**WORK REQUIRED:**
Pick out and copy every line in the items below that contains the word "blurred". Case counts, so match capitalization exactly.

**THE DATA:**
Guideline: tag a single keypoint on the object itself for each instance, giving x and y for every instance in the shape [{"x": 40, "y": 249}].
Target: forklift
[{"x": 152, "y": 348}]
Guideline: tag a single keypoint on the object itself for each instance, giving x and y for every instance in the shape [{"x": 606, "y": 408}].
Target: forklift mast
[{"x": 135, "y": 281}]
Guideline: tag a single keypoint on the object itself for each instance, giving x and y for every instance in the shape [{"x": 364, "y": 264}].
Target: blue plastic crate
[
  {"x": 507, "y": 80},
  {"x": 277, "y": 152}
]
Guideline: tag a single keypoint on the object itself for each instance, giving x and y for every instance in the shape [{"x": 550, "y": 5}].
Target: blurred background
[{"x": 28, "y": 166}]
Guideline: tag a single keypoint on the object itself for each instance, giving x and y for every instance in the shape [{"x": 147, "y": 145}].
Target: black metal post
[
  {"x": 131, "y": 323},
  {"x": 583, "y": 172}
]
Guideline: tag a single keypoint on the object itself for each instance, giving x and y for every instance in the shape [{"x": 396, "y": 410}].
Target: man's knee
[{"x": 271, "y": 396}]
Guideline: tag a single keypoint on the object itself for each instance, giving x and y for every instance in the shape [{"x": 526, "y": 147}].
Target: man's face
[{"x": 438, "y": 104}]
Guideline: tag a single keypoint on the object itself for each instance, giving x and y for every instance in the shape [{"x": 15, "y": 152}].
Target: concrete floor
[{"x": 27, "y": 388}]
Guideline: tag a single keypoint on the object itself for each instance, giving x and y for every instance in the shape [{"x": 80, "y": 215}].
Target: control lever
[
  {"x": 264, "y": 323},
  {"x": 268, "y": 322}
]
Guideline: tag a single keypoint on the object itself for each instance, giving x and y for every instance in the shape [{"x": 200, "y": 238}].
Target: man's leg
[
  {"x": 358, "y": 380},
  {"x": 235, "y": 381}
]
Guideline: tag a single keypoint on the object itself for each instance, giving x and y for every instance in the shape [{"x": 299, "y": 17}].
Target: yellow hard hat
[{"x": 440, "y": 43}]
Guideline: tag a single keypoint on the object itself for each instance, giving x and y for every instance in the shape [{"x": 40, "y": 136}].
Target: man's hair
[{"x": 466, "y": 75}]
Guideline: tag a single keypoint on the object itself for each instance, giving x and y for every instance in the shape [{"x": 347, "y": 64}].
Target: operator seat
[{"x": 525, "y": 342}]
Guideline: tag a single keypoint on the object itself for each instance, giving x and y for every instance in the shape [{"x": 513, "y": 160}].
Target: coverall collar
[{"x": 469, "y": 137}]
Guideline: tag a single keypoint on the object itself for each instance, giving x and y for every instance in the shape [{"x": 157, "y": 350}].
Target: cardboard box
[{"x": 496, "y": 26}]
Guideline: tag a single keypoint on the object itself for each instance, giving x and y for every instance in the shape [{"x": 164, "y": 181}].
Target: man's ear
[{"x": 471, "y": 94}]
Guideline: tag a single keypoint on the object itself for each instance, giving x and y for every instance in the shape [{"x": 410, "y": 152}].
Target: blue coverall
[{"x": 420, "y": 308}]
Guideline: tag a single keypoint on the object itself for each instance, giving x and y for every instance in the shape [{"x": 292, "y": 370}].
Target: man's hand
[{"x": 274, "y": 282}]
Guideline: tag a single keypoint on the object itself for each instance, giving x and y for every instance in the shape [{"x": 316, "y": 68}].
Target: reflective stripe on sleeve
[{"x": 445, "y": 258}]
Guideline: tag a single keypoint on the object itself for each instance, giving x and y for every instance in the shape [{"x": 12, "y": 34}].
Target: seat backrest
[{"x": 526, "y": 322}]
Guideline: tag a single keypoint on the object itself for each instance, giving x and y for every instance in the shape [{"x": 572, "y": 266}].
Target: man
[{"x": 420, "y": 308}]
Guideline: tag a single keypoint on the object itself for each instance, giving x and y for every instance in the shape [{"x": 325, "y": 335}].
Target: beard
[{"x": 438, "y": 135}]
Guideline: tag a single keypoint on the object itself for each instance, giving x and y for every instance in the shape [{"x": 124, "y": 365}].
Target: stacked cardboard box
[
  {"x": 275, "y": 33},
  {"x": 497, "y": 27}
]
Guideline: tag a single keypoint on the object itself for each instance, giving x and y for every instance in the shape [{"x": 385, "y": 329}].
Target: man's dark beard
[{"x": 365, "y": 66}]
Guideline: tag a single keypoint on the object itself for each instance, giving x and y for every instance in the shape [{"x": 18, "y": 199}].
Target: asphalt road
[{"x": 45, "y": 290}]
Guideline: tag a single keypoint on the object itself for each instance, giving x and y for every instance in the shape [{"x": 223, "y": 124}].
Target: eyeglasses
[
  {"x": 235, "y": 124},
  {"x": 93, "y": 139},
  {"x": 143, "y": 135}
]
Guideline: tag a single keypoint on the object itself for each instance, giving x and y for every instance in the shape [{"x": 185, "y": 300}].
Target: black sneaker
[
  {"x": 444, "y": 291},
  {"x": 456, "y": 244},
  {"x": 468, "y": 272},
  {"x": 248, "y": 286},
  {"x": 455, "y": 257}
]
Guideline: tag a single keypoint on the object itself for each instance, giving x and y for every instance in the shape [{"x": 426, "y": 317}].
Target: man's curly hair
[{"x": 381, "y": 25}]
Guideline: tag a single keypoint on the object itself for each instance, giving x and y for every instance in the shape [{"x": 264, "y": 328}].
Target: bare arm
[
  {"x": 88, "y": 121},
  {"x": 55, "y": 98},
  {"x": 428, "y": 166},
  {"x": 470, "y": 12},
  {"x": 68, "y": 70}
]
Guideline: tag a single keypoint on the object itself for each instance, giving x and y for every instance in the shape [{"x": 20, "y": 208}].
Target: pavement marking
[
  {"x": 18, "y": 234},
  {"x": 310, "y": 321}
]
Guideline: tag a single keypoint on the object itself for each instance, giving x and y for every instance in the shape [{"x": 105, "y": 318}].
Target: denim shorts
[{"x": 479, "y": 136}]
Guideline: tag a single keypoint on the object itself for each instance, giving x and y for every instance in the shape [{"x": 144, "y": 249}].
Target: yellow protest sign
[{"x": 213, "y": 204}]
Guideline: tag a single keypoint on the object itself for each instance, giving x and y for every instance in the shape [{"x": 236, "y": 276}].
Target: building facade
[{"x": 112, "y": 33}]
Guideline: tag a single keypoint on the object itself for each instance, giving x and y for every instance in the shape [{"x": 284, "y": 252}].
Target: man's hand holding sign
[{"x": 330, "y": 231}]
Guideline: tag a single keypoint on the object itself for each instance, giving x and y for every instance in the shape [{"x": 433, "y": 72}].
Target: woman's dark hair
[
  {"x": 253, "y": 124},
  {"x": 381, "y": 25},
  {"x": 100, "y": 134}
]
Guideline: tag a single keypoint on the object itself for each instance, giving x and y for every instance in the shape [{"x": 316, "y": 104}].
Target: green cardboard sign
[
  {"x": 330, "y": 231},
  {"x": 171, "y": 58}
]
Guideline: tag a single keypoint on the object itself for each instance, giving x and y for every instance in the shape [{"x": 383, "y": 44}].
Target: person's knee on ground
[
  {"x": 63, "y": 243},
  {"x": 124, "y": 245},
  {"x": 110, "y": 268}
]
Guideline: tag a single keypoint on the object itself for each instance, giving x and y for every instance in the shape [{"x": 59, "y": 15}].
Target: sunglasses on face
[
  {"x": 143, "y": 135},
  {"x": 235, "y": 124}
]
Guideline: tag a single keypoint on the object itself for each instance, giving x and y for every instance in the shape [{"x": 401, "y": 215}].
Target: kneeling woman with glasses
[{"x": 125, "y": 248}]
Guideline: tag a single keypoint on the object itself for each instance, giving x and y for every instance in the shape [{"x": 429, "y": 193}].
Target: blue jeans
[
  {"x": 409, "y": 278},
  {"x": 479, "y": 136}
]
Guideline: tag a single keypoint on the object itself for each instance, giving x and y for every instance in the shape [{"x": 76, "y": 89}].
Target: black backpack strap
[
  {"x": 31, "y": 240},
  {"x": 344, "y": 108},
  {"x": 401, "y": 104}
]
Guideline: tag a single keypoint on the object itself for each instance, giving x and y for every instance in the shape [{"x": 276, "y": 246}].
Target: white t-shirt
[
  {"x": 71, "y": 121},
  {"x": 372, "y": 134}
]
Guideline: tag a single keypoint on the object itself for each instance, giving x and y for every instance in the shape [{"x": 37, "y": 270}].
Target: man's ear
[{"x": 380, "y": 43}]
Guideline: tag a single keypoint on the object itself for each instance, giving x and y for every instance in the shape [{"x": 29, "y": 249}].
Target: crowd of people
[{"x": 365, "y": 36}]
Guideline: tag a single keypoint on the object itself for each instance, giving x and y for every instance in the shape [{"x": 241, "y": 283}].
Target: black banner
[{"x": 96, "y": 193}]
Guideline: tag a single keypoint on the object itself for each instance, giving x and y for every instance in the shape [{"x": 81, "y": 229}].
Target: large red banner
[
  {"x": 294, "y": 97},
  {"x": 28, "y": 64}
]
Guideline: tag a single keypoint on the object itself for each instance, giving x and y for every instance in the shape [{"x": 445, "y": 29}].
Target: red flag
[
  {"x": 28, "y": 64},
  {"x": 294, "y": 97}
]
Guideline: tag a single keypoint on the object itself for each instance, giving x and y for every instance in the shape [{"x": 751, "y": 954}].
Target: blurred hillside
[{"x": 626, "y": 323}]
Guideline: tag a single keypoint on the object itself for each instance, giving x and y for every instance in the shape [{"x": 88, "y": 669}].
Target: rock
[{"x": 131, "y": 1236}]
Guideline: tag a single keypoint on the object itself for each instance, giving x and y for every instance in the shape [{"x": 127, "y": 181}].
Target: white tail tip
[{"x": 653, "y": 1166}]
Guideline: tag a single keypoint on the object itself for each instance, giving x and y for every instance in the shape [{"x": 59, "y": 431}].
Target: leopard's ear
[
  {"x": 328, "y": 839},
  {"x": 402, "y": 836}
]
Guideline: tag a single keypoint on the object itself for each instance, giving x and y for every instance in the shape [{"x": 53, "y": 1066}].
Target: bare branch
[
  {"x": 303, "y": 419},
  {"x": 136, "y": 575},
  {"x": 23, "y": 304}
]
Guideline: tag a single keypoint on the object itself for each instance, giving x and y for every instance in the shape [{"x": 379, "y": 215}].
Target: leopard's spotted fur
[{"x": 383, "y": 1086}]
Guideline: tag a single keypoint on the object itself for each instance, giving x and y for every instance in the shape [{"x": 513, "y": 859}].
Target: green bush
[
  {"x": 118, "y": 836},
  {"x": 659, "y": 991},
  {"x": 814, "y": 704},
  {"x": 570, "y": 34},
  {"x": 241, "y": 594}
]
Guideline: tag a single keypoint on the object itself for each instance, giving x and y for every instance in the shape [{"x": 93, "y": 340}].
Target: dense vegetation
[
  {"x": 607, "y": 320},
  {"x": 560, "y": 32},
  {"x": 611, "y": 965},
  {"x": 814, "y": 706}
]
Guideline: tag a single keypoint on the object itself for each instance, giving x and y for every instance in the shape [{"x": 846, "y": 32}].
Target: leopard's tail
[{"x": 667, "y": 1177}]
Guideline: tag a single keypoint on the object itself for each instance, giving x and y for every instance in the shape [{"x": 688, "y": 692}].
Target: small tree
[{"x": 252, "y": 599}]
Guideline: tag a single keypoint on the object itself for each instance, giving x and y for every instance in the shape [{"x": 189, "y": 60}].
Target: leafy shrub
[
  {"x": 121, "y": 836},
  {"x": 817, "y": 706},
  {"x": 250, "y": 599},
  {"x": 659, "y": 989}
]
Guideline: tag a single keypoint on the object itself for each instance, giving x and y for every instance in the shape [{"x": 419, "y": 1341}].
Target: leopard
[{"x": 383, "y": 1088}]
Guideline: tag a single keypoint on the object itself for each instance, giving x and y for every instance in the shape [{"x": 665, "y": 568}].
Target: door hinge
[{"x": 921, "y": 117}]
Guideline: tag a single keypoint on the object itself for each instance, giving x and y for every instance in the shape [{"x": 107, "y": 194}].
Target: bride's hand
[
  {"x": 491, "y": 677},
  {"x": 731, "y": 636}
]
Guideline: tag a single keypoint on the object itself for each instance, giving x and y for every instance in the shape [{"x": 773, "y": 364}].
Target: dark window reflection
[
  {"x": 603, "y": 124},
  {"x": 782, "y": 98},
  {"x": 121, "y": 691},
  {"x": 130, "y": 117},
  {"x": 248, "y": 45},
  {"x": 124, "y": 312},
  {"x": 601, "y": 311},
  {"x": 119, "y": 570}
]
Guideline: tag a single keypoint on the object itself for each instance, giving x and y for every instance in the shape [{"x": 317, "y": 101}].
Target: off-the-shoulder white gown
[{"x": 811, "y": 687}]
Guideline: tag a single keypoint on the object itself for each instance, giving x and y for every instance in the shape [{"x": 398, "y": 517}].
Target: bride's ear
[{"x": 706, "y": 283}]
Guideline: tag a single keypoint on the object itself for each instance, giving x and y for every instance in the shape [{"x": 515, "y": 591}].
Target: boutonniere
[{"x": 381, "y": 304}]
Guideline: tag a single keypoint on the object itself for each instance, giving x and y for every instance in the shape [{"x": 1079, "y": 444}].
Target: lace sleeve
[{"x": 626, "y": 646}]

**SOLUTION FOR THIS TASK:**
Target: blurred background
Target: blurred hillside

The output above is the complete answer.